▶ **YOUR INSTRUCTIONS**:
Pull out every line of the entries below that contains the word "white", and copy each one in full.

▶ **Pointing dataset entries**:
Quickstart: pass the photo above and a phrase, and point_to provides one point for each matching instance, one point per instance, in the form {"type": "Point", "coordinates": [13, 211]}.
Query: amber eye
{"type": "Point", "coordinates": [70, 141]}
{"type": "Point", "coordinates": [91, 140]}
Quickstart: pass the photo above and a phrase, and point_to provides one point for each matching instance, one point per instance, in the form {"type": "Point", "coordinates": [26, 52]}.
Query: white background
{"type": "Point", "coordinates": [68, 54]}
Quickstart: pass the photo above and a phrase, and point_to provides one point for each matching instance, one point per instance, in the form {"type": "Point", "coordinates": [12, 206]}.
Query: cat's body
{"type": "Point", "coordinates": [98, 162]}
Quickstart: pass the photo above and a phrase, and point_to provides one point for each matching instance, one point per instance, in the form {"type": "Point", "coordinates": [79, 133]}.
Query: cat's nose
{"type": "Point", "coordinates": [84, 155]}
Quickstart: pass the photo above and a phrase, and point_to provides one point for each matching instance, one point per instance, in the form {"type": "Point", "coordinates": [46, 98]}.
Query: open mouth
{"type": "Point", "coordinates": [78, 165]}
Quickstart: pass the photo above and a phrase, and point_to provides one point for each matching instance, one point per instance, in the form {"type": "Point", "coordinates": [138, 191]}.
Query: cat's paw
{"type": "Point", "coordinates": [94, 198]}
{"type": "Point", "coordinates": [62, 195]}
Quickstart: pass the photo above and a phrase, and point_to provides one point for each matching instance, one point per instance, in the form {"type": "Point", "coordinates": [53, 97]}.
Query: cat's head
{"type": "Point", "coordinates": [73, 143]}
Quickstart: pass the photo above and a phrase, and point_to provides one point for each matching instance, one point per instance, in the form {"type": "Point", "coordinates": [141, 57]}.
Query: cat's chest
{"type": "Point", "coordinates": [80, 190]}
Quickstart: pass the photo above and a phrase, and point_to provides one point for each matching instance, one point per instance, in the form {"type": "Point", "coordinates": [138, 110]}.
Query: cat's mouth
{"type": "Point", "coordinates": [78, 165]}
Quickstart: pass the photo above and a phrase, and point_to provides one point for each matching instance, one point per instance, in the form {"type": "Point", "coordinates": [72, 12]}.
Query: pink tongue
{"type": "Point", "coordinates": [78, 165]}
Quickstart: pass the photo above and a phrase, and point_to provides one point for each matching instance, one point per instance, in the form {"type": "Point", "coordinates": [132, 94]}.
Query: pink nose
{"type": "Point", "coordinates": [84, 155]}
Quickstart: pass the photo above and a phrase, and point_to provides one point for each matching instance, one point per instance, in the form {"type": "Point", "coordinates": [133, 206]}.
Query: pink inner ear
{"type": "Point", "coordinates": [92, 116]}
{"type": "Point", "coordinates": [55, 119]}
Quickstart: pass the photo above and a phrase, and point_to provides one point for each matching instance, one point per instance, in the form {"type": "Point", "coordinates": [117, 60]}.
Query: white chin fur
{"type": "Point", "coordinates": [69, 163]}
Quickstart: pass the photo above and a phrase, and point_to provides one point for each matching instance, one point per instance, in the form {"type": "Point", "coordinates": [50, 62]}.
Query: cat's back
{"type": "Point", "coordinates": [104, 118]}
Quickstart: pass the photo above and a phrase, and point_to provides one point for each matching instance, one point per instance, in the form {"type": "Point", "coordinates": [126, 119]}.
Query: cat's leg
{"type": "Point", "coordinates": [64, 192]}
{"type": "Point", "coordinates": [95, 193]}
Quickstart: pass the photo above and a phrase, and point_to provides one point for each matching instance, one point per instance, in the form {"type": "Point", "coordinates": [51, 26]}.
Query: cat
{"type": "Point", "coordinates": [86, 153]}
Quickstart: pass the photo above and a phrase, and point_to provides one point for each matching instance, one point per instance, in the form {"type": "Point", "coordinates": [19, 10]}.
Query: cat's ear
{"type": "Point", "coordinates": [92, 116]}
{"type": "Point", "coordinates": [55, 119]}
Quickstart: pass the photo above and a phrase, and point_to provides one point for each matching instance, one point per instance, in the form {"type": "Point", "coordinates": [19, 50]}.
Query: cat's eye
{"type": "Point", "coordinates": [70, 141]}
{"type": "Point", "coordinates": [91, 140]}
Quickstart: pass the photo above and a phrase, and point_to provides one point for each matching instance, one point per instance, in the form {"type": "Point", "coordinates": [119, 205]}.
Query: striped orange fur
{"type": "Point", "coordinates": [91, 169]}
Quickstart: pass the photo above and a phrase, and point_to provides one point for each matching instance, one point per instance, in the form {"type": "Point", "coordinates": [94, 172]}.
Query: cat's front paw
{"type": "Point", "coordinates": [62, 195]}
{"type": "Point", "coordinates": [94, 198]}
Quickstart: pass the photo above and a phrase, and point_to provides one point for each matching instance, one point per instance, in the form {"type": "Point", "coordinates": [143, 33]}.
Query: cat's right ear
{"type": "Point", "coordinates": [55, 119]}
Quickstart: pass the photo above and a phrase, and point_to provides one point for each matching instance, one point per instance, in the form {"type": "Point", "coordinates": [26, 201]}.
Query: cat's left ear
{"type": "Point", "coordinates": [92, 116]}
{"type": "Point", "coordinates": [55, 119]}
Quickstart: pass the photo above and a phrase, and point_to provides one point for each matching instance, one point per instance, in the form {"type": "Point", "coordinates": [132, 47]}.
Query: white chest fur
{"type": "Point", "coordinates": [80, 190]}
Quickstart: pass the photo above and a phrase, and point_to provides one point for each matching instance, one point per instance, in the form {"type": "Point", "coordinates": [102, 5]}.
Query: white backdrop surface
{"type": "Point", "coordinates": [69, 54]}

▶ **OUTPUT BELOW**:
Query: white background
Query: white chin fur
Query: white chest fur
Query: white backdrop surface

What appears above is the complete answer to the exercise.